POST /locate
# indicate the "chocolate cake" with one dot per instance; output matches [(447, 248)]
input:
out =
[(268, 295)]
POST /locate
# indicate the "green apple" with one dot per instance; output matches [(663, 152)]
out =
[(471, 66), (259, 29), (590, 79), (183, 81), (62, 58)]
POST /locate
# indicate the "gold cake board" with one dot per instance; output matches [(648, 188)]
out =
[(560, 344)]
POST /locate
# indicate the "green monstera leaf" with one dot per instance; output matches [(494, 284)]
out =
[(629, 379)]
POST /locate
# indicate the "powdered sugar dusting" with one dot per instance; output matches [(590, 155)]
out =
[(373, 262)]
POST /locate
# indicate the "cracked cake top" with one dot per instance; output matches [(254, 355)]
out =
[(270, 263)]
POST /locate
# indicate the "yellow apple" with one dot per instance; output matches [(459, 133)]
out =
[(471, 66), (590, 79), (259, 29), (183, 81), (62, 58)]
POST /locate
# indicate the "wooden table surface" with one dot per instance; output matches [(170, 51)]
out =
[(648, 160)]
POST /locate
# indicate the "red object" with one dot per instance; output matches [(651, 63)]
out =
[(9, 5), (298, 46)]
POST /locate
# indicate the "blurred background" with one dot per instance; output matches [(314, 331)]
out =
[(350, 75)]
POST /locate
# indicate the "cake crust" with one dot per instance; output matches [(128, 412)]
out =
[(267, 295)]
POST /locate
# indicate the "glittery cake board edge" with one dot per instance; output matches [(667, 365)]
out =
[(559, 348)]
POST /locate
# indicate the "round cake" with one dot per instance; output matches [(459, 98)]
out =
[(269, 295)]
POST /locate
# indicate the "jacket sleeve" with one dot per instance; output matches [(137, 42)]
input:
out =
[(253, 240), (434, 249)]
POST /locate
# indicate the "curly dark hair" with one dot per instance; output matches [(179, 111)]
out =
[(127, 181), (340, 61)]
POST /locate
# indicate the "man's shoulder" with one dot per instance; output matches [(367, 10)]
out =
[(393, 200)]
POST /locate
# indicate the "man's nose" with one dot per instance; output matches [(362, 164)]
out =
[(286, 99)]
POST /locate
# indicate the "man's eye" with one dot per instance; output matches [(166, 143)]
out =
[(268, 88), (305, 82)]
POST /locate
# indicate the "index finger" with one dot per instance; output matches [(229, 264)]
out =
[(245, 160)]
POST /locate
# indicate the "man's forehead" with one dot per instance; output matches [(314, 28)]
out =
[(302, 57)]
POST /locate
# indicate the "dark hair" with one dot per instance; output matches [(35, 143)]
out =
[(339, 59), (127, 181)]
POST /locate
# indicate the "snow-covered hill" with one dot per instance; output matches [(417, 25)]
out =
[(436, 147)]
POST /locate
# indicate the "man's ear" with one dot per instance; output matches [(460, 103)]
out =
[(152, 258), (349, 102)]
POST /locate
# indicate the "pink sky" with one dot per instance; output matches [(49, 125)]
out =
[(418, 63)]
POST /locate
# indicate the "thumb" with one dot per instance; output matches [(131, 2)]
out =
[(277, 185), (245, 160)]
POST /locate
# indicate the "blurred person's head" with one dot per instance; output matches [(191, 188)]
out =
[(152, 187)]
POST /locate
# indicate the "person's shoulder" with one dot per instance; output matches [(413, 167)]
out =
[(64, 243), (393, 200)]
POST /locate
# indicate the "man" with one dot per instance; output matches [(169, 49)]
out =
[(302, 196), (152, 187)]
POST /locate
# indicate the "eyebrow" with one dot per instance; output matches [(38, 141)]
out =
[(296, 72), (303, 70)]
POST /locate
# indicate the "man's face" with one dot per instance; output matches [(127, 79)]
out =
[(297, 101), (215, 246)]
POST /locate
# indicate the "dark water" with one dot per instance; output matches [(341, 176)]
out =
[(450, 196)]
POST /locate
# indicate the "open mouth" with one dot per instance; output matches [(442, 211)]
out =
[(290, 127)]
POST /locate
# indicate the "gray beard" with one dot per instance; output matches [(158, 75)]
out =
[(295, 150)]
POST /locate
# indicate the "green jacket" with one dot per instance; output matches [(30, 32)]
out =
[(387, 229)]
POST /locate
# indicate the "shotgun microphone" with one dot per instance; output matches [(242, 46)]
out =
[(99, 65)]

_Exercise details:_ Report every line in the rows above that contains the word "green", copying each such line in full.

_Exercise output:_
# indicate the "green apple" with one dot per instance; output matches [(663, 152)]
# indicate the "green monstera leaf" with one dot per instance; output matches [(494, 284)]
# indicate the "green jacket" with one dot per instance; output matches [(30, 32)]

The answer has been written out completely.